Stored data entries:
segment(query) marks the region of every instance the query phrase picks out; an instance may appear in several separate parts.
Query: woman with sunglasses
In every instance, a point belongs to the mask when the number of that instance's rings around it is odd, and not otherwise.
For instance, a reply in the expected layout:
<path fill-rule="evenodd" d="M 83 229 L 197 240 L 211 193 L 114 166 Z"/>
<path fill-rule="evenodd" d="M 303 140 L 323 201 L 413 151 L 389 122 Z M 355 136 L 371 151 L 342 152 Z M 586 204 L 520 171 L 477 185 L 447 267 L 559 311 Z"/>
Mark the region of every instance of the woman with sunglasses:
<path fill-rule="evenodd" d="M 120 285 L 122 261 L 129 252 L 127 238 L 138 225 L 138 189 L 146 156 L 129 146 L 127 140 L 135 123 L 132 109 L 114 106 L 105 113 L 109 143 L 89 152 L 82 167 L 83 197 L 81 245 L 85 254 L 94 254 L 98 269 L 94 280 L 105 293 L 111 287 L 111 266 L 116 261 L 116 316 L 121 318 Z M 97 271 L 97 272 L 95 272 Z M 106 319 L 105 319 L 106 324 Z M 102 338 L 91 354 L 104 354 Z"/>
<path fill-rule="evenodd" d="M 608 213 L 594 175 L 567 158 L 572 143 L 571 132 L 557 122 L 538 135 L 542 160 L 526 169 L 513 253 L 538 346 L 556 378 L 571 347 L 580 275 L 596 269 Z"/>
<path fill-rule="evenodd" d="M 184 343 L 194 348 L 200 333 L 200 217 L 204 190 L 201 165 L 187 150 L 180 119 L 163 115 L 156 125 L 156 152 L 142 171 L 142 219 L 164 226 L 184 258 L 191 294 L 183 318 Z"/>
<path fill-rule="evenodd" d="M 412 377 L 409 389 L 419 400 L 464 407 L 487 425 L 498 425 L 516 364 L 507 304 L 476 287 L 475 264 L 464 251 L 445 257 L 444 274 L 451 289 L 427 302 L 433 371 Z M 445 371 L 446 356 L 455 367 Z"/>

__WORK TO BE COMPLETED__
Your response should hold the lines from the first line of the entries above through the line with "303 140 L 323", each retyped exactly, and nothing else.

__TASK OUTPUT__
segment(query) marks the region of every instance the query phrase picks out; an instance may appear in several separate parts.
Query: woman with sunglasses
In every instance, a point belongs to the mask when the number of that instance's rings around it is odd, and not otherwise.
For instance, a reply in the expected layout:
<path fill-rule="evenodd" d="M 83 229 L 197 240 L 211 193 L 114 166 Z"/>
<path fill-rule="evenodd" d="M 303 140 L 323 201 L 413 151 L 389 122 Z M 355 136 L 371 151 L 342 152 Z M 586 204 L 520 171 L 477 185 L 447 267 L 559 311 Z"/>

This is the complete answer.